Read what follows with the understanding that I am not an attorney, just an interested observer.
A great deal of sneaky cleverness went into the design of Texas’ new law limiting abortions to the first six weeks of pregnancy. The law is enforceable only by private citizens filing law suits against those who perform or assist another to have an abortion post 6 weeks, no criminal prosecution appears possible. This is unique in my experience.
As the Supreme Court noted in its statement refusing to provide injunctive relief, “federal courts enjoy the power to enjoin individuals tasked with enforcing laws, not the laws themselves" where the presumption is that those individuals are specific government officials. Such government employee action is specifically prohibited by the TX law.
My understanding is that unlike most suits, private persons who sue to enforce this law and do not win their suits, cannot be forced to pay the successful defendant’s legal expenses. This feature encourages nuisance suits.
Texas has passed a law that empowers what amounts to a posse to do the enforcing, minus the deputizing and sheriff oversight. I envision bounty hunters staking out clinics and medical offices, looking to make an indecent living suing, or threatening to sue, doctors, feminists and liberal churches.

▶ _SUPPLIED INFORMATION_
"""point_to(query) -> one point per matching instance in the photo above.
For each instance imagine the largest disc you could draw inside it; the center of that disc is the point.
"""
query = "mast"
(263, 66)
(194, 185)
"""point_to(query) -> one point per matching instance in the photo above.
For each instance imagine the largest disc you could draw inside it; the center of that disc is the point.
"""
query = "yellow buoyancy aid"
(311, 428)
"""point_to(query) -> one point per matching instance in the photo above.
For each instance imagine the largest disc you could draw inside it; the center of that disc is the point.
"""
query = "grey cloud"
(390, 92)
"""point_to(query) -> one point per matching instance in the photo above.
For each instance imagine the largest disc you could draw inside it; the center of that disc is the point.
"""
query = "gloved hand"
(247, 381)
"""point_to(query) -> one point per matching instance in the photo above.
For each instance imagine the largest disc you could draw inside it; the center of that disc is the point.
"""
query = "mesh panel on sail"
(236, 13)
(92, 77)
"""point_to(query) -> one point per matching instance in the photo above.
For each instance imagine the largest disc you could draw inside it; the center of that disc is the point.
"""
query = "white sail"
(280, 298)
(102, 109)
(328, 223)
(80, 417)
* * *
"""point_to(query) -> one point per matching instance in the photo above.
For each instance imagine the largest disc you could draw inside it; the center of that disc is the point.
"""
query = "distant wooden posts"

▶ _TASKS TO CARRY OUT_
#1 In the piece on the Texas abortion law, repeat word for word the part starting at "A great deal" and ending at "in my experience.".
#2 According to the piece on the Texas abortion law, how far into pregnancy does the new law allow abortions?

▶ _ANSWERS TO EACH TASK_
#1
A great deal of sneaky cleverness went into the design of Texas’ new law limiting abortions to the first six weeks of pregnancy. The law is enforceable only by private citizens filing law suits against those who perform or assist another to have an abortion post 6 weeks, no criminal prosecution appears possible. This is unique in my experience.

#2 Only during the first six weeks of pregnancy.